- _Exercise details_:
Present the data once more in exactly its original form.
=== Provided entries ===
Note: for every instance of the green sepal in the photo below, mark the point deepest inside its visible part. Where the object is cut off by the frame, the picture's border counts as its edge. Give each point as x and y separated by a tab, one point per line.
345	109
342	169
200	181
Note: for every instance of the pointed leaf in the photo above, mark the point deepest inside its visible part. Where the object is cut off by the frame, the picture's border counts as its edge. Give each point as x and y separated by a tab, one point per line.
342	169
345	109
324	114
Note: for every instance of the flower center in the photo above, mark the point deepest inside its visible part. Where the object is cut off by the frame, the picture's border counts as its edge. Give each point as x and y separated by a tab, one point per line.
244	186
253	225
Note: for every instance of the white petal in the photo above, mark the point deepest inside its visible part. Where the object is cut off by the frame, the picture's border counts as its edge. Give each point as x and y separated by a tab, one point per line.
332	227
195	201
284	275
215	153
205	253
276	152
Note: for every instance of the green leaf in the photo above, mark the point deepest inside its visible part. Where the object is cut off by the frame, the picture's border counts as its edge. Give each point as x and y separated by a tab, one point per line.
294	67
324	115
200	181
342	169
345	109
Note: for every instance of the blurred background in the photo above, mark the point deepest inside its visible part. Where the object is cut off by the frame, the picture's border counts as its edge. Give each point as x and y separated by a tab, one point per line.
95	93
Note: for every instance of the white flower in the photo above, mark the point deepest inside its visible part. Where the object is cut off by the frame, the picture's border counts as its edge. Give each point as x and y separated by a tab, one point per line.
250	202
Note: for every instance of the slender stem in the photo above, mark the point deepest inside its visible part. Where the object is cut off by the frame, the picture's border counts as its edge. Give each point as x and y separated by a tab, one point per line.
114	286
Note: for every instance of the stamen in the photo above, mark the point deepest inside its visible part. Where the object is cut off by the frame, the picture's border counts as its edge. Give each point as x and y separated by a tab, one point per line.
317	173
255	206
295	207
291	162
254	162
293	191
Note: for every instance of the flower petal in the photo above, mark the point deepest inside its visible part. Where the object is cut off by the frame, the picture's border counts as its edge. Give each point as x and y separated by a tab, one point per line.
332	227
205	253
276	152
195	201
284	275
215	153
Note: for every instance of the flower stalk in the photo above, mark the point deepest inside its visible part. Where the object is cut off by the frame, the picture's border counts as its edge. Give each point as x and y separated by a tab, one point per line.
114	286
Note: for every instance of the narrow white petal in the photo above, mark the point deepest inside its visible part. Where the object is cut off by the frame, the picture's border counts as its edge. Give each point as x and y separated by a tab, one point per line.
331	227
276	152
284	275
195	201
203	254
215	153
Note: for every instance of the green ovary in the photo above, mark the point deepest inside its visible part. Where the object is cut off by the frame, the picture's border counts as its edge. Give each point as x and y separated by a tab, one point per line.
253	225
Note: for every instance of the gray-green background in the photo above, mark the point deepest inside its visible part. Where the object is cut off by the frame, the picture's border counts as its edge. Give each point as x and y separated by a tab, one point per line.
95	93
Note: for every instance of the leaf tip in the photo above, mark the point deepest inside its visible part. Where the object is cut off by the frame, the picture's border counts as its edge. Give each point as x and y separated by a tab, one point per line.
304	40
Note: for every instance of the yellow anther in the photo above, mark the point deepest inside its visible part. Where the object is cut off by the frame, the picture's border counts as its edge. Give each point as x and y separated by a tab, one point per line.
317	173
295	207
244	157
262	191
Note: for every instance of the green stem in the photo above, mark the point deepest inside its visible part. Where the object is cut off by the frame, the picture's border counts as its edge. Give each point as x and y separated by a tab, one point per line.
===
- _Solution to this exercise_:
Note: for every instance of the green sepal in the photo below, mark the point deepest inside its visible part. Where the object is cut off by the frame, the picture's border counts as its edge. Give each point as x and y separated by a tab, one point per line.
345	109
342	169
200	181
Note: for every instance of the pointed leaf in the photo above, mark the point deepest inside its visible part. Where the object is cut off by the frame, the picture's border counts as its edge. Give each point as x and y separated by a tab, one point per line.
342	169
345	109
324	114
Note: for every instance of the flower center in the photo above, mark the point deepest inside its visible part. Where the object is cut off by the frame, the picture's border counts as its edge. Give each point as x and y separated by a tab, one point per line.
244	186
253	225
Note: for every instance of the white petal in the photo above, mark the point deepest inside its visible part. Where the object is cut off by the frame, the picture's border counts as its edge. Give each point as x and y separated by a tab, one point per line.
332	227
195	201
284	275
215	153
205	253
276	152
Note: for every instance of the green leaf in the photo above, mark the point deepest inside its visible part. Where the object is cut off by the frame, the picture's border counts as its edge. Give each point as x and y separated by a tab, one point per line.
294	67
324	115
200	181
342	169
345	109
Note: for every instance of the blurred background in the photo above, mark the point deepest inside its visible part. Where the object is cut off by the frame, the picture's border counts as its edge. Give each point as x and y separated by a tab, one point per line.
95	93
Note: for every instance of the white flower in the photo above, mark the point deepest inside its visible part. Where the object is cut off by the frame, the picture's border counts as its edge. Give each point as x and y separated by a tab, one point per line.
250	202
Note: for every instance of the slender stem in the photo above, mark the point deepest inside its visible part. Where the object is cut off by the frame, the picture's border counts as its edge. Give each point as x and y separated by a tab, one point per line.
114	286
Note: for every instance of the stamen in the photo above, mark the point deepest inside its visible part. Where the object is cut off by the frame, the picture's border counts as its edge. Give each point as x and y separated by a tab, one point per line.
317	173
255	206
295	207
291	162
254	162
293	191
Note: for every instance of the flower petal in the photo above, mark the point deepest inside its visible part. Where the object is cut off by the frame, the picture's border counts as its edge. Give each point as x and y separated by a tab, one point per line.
332	227
205	253
276	152
195	201
284	275
215	153
Note: for every instance of the flower stalk in the photo above, mark the point deepest inside its visible part. Where the object is cut off by the frame, the picture's border counts as its edge. Give each point as x and y separated by a tab, one point per line.
114	286
Note: for every instance of the narrow white petal in the photo above, mark the point deepest inside its visible part. Where the object is cut off by the frame, the picture's border counts as its edge. Give each point as x and y separated by a tab, one point per line.
331	227
276	152
284	275
195	201
203	254
215	153
Note: for every instance of the green ovary in the photo above, mark the point deepest inside its visible part. Where the object is cut off by the frame, the picture's border counts as its edge. Give each point as x and y separated by a tab, one point per line.
253	225
Note: for every instance of the gray-green background in the photo above, mark the point deepest inside its visible part. Where the object is cut off by the frame, the picture's border counts as its edge. Give each point as x and y separated by a tab, one point per line.
95	93
Note: for every instance of the leaf tip in the photo above, mark the point deepest inside its visible part. Where the object is cut off by the frame, the picture's border counts as its edge. Give each point as x and y separated by a tab, one point per line.
304	40
Note: for every instance of the yellow anther in the photo above, mark the point deepest inside its visible part. Where the object is cut off by the frame, the picture's border counts as its edge. Give each point as x and y separated by a tab, one point per line.
317	173
295	207
244	157
262	191
Note: for every instance of the green stem in the photo above, mark the point deepest inside its visible part. Where the object is cut off by the frame, the picture's border counts as its edge. Give each point as x and y separated by a tab, one point per line.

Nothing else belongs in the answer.